Could you find every line in the records below that contains the word "shade" and copy it?

---

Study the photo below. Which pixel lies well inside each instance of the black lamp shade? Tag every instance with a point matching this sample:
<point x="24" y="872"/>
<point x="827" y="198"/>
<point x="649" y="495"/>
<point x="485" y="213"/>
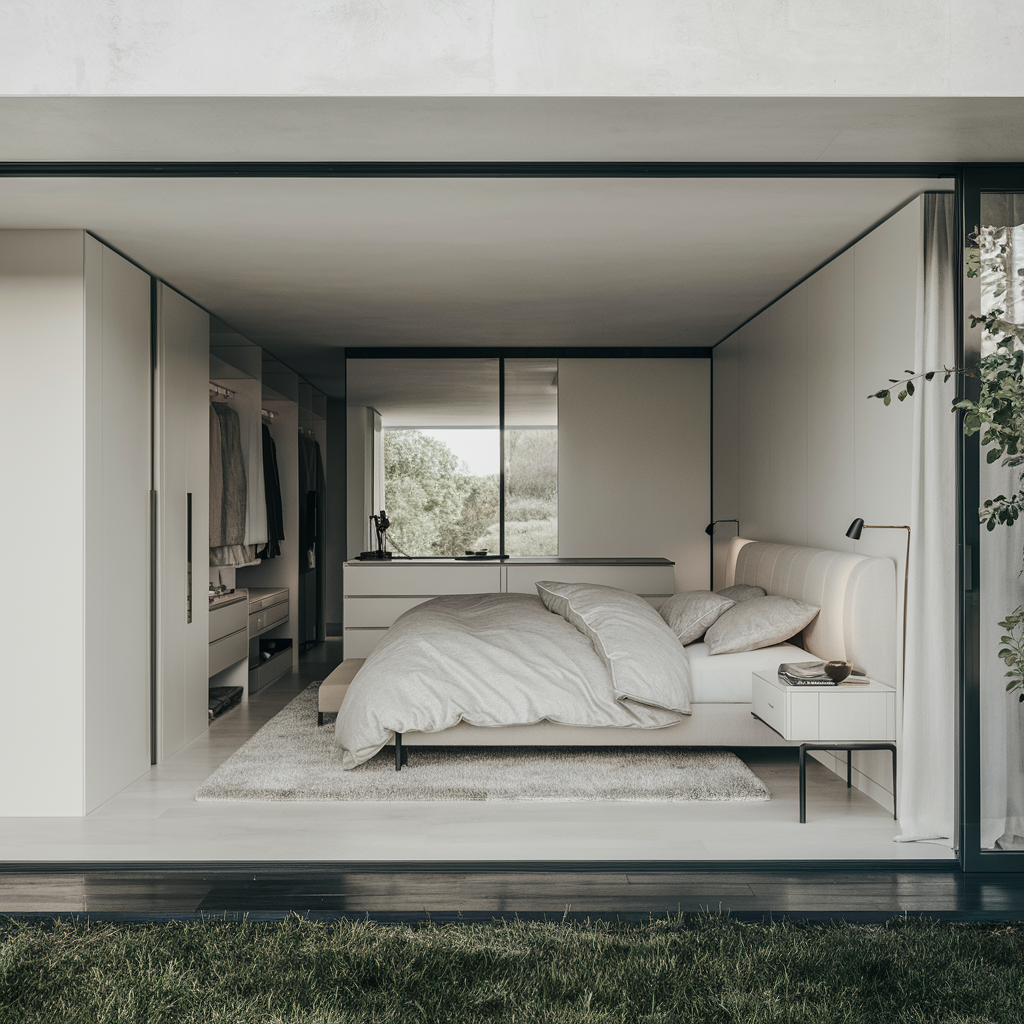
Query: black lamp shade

---

# TASK RESPONSE:
Study the photo below. Which pixel lies well inside each instance of the black lamp shade? Tag every instance with a point matching this sample:
Query: black lamp shade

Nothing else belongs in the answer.